Exercise data section start

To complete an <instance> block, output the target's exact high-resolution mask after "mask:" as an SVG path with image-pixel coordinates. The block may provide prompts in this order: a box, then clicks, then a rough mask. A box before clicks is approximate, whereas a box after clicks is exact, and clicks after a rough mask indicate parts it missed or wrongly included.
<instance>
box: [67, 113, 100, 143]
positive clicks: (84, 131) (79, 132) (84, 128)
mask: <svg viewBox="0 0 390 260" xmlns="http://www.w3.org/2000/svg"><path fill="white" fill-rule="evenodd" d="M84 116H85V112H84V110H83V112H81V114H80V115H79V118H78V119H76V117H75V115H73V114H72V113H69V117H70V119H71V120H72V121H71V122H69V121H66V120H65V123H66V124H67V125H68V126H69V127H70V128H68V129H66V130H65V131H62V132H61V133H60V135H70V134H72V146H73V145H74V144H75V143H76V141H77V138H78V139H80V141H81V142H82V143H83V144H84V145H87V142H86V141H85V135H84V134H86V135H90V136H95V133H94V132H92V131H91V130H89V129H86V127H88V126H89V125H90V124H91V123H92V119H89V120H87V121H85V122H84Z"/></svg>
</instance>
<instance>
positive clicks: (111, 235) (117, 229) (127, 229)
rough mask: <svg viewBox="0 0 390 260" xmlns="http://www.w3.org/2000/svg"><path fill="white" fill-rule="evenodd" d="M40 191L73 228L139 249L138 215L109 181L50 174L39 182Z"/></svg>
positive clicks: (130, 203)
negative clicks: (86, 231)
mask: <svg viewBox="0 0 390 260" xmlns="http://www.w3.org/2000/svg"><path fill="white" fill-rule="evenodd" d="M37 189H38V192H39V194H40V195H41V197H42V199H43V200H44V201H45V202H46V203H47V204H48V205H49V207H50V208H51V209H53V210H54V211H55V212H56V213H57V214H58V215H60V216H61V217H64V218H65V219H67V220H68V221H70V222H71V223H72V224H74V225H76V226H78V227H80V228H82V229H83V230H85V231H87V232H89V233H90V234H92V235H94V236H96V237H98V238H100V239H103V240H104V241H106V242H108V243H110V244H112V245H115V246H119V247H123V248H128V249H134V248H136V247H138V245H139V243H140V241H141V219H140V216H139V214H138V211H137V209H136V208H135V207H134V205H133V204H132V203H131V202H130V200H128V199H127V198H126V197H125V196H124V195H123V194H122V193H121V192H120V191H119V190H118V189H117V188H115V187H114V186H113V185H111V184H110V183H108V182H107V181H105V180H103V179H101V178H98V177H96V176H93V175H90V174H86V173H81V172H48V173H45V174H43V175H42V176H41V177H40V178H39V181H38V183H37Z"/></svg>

Exercise data section end

What the task asks | Every entry is to be transcribed exactly as it stands.

Task output |
To complete an <instance> block, output the target's exact high-resolution mask after "mask:" as an SVG path with image-pixel coordinates. The block may provide prompts in this order: a box, then clicks, then a rough mask. A box before clicks is approximate, whereas a box after clicks is exact, and clicks after a rough mask indicate parts it missed or wrongly included.
<instance>
box: [67, 113, 100, 143]
positive clicks: (84, 131) (79, 132) (84, 128)
mask: <svg viewBox="0 0 390 260" xmlns="http://www.w3.org/2000/svg"><path fill="white" fill-rule="evenodd" d="M84 116H85V112H84V110H83V112H81V114H80V115H79V118H78V119H76V117H75V115H73V114H72V113H69V117H70V119H71V120H72V121H71V122H69V121H66V120H65V123H66V124H67V125H68V126H69V127H70V128H68V129H66V130H65V131H62V132H61V133H60V135H70V134H72V146H73V145H74V144H75V143H76V141H77V138H78V139H80V141H81V142H82V143H83V144H84V145H87V142H86V141H85V135H84V134H86V135H90V136H95V133H94V132H92V131H91V130H89V129H86V127H88V126H89V125H90V124H91V123H92V119H89V120H87V121H85V122H84Z"/></svg>
</instance>
<instance>
positive clicks: (111, 235) (117, 229) (127, 229)
rough mask: <svg viewBox="0 0 390 260" xmlns="http://www.w3.org/2000/svg"><path fill="white" fill-rule="evenodd" d="M40 191L73 228L139 249L138 215L109 181L50 174L39 182Z"/></svg>
positive clicks: (130, 203)
negative clicks: (86, 231)
mask: <svg viewBox="0 0 390 260" xmlns="http://www.w3.org/2000/svg"><path fill="white" fill-rule="evenodd" d="M37 189H38V192H39V194H40V195H41V197H42V199H43V200H44V201H45V202H46V203H47V204H48V205H49V207H50V208H51V209H53V210H54V211H55V212H56V213H57V214H58V215H60V216H61V217H64V218H65V219H67V220H68V221H70V222H71V223H72V224H74V225H76V226H78V227H80V228H82V229H83V230H85V231H87V232H89V233H90V234H92V235H94V236H96V237H98V238H100V239H103V240H104V241H106V242H108V243H110V244H112V245H115V246H119V247H123V248H128V249H134V248H136V247H138V245H139V243H140V241H141V219H140V216H139V214H138V211H137V209H136V208H135V207H134V205H133V204H132V203H131V202H130V200H128V199H127V198H126V197H125V196H124V195H123V194H122V193H121V192H120V191H119V190H118V189H117V188H115V187H114V186H113V185H111V184H110V183H108V182H107V181H105V180H103V179H101V178H98V177H96V176H93V175H90V174H86V173H81V172H48V173H45V174H43V175H42V176H41V177H40V178H39V181H38V183H37Z"/></svg>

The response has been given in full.